● **Задание 1**:
Переведите на английский язык следующее предложение из фрагмента об управляющей организации: «В итоге доктрина и практика пошли по пути "наименьшего сопротивления".»
● **Задание 2**:
Продолжите фрагмент о передаче полномочий единоличного исполнительного органа управляющей организации, начав сразу после его последнего предложения.

● **Фрагмент документа**:
------------------------------------------------------------------------

В итоге доктрина и практика пошли по пути "наименьшего сопротивления". Оттолкнувшись от принципа свободы договора (ст. 421 ГК) и не имея каких-либо значимых разъяснений в отечественном корпоративном законодательстве, большинство правоведов стали квалифицировать отношения по передаче полномочий единоличного исполнительного органа в качестве оказания услуг (гл. 39 ГК). При этом авторы не переставали отмечать "уникальность роли" управляющего лица по отношению к управляемому обществу*(799), что, правда, не вносило ясности ни в практику, ни в научный дискурс. Наоборот, из взглядов разных авторов вырисовывалась картина, достойная сюрреалистической живописи, - вроде бы управляющая организация / управляющий не орган управляемого общества и в то же время орган, законный представитель и не представитель и т.п.

------------------------------------------------------------------------

● **Исходные данные**:
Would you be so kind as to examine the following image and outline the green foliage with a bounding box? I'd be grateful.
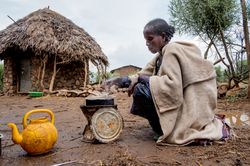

------------------------------------------------------------------------

● **Результат 1**:
In the end, doctrine and practice took the path of "least resistance."

● **Результат 2**:
Между тем изложенный выше подход к квалификации отношений, возникающих в рамках передачи полномочий единоличного исполнительного органа управляющей компании / управляющему, порождает не только серьезное "упрощение" их понимания, но и "издержки" в сфере правоприменения, причем непосредственно связанные с проблемой контроля.

Для наглядности возьмем ситуацию из жизни: судебное разбирательство по делу N А11-7485/2005-К1-4/498. Предметом событий, развернувшихся в 2005-2007 гг. стало оспаривание действительности договора от 8 июля 2005 г. о передаче полномочий единоличного исполнительного органа ОАО "Турцентр" индивидуальному предпринимателю, являющемуся в то же время акционером и членом совета директоров общества. Речь шла о применимости к процедуре заключения оспариваемого договора норм ст. 81 и 83 Закона об АО, т.е. положений о сделках с заинтересованностью*(800).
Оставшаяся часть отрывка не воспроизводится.